» Work instructions: Would you repeat the lines below verbatim, starting at the very first line and ending at the line that contains "123], [354, 135]]", including that line?
## Begin Stored rows
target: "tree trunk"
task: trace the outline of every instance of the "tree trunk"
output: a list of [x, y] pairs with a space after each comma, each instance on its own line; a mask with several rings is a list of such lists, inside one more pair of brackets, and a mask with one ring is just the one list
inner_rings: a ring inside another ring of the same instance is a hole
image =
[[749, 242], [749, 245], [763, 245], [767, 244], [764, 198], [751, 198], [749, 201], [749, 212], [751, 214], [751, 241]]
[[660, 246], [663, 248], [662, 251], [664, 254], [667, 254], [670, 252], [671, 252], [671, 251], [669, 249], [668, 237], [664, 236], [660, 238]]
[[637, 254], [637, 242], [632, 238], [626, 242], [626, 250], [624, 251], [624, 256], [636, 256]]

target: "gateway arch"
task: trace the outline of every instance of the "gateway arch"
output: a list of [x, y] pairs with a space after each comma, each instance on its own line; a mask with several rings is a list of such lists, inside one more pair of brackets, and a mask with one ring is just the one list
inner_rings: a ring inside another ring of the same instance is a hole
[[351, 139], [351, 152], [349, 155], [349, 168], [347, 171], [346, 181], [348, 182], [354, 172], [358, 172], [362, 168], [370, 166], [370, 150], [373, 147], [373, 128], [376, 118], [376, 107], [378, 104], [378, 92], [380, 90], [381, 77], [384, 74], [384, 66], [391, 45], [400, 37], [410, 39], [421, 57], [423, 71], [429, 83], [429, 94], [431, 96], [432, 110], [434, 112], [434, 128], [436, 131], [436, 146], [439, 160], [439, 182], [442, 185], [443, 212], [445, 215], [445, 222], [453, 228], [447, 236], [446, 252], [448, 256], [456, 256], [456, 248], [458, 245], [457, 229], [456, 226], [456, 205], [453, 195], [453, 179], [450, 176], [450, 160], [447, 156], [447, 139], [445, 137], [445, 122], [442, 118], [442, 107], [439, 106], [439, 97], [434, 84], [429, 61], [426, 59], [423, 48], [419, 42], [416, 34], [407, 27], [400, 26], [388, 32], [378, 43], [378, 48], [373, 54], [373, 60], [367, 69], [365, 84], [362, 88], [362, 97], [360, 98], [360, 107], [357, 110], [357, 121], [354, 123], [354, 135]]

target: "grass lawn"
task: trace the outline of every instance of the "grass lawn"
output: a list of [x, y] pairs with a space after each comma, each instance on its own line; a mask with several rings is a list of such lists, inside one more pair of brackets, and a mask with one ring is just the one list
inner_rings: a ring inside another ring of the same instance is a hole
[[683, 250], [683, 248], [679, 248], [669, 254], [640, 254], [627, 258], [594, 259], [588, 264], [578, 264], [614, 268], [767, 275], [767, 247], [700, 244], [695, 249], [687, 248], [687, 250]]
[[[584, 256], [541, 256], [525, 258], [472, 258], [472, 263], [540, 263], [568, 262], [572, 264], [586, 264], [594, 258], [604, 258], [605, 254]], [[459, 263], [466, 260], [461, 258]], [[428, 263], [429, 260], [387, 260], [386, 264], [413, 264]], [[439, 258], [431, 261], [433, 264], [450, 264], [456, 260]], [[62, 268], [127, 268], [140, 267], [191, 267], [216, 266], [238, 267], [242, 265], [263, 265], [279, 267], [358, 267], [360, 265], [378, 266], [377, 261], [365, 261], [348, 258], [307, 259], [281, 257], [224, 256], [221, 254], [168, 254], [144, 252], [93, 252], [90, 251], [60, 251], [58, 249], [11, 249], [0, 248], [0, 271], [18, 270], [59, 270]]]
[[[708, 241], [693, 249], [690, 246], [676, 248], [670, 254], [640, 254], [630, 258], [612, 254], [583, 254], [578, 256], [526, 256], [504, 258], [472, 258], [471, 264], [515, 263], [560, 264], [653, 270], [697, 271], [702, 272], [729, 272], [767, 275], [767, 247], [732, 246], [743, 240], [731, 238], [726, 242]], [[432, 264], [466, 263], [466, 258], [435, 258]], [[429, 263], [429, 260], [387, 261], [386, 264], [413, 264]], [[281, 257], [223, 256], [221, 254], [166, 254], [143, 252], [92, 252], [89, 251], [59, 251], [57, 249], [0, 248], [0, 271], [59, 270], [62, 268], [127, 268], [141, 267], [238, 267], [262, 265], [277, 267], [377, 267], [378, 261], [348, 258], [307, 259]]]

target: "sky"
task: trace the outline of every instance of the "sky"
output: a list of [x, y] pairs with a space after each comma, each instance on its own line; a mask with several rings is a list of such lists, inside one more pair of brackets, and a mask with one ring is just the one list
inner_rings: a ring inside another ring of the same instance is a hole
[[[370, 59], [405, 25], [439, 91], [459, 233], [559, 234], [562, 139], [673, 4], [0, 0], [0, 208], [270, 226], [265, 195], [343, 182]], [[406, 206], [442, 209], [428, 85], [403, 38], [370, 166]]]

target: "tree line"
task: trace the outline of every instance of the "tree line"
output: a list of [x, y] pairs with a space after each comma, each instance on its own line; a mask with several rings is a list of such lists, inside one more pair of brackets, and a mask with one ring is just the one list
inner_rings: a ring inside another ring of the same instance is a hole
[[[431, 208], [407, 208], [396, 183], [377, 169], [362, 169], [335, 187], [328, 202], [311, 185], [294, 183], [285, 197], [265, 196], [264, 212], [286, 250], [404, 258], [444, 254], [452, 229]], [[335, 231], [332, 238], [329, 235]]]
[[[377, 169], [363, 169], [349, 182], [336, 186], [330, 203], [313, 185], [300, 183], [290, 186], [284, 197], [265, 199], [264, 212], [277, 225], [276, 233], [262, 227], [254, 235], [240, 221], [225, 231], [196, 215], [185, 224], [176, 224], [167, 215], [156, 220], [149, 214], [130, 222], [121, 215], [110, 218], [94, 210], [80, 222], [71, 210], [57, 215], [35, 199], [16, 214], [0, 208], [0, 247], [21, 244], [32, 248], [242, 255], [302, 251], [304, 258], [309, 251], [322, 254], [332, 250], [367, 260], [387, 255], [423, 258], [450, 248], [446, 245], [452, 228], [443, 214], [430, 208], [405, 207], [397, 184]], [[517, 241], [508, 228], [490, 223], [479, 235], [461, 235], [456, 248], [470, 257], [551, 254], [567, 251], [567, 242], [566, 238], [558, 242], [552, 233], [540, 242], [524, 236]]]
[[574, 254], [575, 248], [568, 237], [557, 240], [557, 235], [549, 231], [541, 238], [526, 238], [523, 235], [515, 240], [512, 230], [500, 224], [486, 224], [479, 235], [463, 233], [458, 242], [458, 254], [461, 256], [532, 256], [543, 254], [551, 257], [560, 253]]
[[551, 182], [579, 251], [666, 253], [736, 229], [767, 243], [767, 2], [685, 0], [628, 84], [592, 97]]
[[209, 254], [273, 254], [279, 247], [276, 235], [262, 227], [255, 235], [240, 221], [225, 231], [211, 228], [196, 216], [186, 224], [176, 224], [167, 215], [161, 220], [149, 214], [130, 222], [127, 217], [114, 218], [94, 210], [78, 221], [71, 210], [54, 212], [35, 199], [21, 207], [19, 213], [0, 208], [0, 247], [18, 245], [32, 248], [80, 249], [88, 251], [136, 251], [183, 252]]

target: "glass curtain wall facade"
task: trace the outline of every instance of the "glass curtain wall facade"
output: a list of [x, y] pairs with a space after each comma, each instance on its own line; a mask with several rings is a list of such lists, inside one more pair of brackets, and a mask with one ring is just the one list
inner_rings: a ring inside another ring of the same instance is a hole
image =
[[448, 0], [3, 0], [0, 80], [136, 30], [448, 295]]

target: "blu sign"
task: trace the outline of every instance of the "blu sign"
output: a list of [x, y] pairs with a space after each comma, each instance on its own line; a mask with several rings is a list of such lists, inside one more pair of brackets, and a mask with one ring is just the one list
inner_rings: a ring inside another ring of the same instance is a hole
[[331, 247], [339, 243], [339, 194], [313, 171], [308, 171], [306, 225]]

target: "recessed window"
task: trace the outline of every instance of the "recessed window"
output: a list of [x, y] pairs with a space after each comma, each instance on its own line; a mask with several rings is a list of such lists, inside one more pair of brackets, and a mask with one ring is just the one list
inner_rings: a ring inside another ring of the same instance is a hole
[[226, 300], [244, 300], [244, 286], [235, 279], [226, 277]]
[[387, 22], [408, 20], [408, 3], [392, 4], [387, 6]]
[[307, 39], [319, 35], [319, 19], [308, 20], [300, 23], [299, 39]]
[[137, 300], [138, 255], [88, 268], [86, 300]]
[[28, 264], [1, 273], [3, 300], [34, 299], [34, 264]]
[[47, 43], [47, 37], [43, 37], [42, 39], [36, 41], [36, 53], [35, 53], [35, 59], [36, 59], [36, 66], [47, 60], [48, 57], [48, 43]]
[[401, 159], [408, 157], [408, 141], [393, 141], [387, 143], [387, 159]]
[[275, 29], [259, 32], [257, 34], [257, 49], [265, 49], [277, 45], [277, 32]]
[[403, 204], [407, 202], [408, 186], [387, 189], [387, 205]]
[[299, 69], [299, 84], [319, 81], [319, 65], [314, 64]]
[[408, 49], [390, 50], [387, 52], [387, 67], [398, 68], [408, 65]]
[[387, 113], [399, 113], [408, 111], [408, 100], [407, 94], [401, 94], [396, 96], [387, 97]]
## End Stored rows
» Full output:
target: "tree trunk"
task: trace the outline of every instance of the "tree trunk"
output: a list of [x, y] pairs with a space after each comma, each instance on its own line; a mask with several rings is a list of such lists, inside one more pair of brackets, and a mask with one ring is just the one list
inner_rings: a ring inside another ring of the same instance is a hole
image =
[[749, 242], [749, 245], [763, 245], [767, 244], [764, 198], [751, 198], [749, 201], [749, 212], [751, 214], [751, 241]]
[[660, 246], [663, 248], [662, 251], [664, 254], [667, 254], [670, 252], [671, 252], [671, 251], [669, 249], [668, 237], [664, 236], [660, 238]]
[[637, 254], [637, 242], [632, 238], [626, 242], [626, 250], [624, 251], [624, 256], [636, 256]]

target: "gateway arch"
task: trace the outline of every instance of the "gateway arch"
output: a list of [x, y] pairs with a space after each comma, each instance on its own line; a mask with several rings is a list of such lists, inside one more pair of brackets, and a mask with one ring is just the one list
inner_rings: a ring inside another ring of the same instance is a hole
[[351, 139], [351, 152], [349, 155], [349, 168], [347, 171], [346, 181], [348, 182], [354, 172], [358, 172], [362, 168], [370, 166], [370, 150], [373, 147], [373, 128], [376, 118], [376, 107], [378, 104], [378, 92], [380, 90], [381, 77], [384, 74], [384, 66], [391, 45], [400, 37], [410, 39], [421, 57], [423, 71], [429, 83], [429, 94], [431, 96], [432, 110], [434, 112], [434, 128], [436, 131], [436, 146], [439, 160], [439, 182], [442, 185], [443, 212], [445, 215], [445, 222], [453, 228], [447, 236], [446, 252], [448, 256], [456, 256], [456, 248], [458, 245], [457, 229], [456, 226], [456, 205], [453, 195], [453, 179], [450, 176], [450, 160], [447, 156], [447, 139], [445, 137], [445, 122], [442, 118], [442, 107], [439, 106], [439, 97], [434, 84], [429, 61], [426, 59], [423, 48], [419, 42], [416, 34], [407, 27], [400, 26], [388, 32], [378, 43], [378, 48], [373, 54], [373, 60], [367, 69], [365, 84], [362, 88], [362, 97], [360, 98], [360, 107], [357, 110], [357, 121], [354, 123], [354, 135]]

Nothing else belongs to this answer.